_Page text_
--- START ---

They are a new type of app, nothing more. New types of apps can be extremely useful, and make a lot of tasks easier, e.g. spreadsheets. I would say at best generative AI is as game changing as spreadsheets were, but maybe less.
The hype machine wants us to believe they are as revolutionary as the PC itself, or the car. In fact 10 times as revolutionary! I just don't buy it... at least not in the foreseeable future.
There was this point where VR gaming seemed like an inevitable successor to traditional gaming. It was everywhere and improving rapidly. There were core concerns, but most felt that those could be solved with time. The technology had so much potential.
This is how the current AI solutions feel to me right now. There are a small-ish group of people who find them very useful and use them often. There are a large group of people who are currently on the hype bandwagon, talking about all the potential they hold. But currently they have yet to truly hit mainstream use.
With VR, all that hype and potential seems largely dead. The promised advancements haven't seemed like enough to take over from traditional games, the fundamental issues haven't been fixed because they're too hard or too costly to fix.

--- END ---

_Work instruction A_
In the text on AI hype, condense the paragraph beginning "This is how the current AI solutions feel" into a short bulleted list that keeps its main facts.
_Work instruction B_
Copy the stretch of the AI hype text from "The hype machine" through "the foreseeable future." word for word.
The rows come from a separate, unrelated source.

_Extracted information_
--- START ---

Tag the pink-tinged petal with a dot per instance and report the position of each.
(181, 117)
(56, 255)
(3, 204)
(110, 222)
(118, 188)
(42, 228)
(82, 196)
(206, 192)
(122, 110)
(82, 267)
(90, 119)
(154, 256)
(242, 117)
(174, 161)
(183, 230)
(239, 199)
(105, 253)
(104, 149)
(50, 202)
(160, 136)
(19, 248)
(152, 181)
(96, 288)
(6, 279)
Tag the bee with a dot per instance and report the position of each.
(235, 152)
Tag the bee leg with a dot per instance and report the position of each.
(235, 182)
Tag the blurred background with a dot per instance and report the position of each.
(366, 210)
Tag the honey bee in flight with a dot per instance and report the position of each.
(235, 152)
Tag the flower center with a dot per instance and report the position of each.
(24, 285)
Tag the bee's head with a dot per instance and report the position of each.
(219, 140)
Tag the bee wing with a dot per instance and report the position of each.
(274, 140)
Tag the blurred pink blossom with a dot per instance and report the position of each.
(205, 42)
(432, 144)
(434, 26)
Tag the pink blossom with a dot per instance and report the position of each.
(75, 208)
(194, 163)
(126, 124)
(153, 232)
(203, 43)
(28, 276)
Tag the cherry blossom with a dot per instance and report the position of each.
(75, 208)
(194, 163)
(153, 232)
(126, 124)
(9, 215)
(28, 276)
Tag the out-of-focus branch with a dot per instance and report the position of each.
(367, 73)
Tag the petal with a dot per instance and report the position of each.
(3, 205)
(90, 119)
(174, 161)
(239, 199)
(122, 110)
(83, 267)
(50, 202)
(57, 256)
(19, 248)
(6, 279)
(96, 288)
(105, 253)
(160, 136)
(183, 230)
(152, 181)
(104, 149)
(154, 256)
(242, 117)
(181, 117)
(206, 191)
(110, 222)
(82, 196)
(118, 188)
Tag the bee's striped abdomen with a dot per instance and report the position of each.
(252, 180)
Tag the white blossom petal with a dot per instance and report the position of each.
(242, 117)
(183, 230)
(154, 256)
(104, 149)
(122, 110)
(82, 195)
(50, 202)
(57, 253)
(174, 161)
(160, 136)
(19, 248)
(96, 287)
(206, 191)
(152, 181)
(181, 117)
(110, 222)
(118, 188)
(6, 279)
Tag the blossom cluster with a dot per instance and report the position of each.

--- END ---
--- START ---

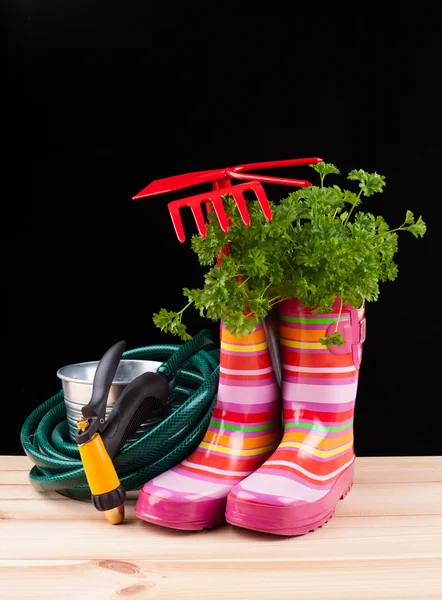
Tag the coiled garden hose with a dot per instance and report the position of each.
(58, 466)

--- END ---

_Exercise result A_
- Current AI solutions feel the way VR gaming once did.
- A small-ish group finds them very useful and uses them often.
- A large group is on the hype bandwagon, talking about their potential.
- They have yet to truly hit mainstream use.

_Exercise result B_
The hype machine wants us to believe they are as revolutionary as the PC itself, or the car. In fact 10 times as revolutionary! I just don't buy it... at least not in the foreseeable future.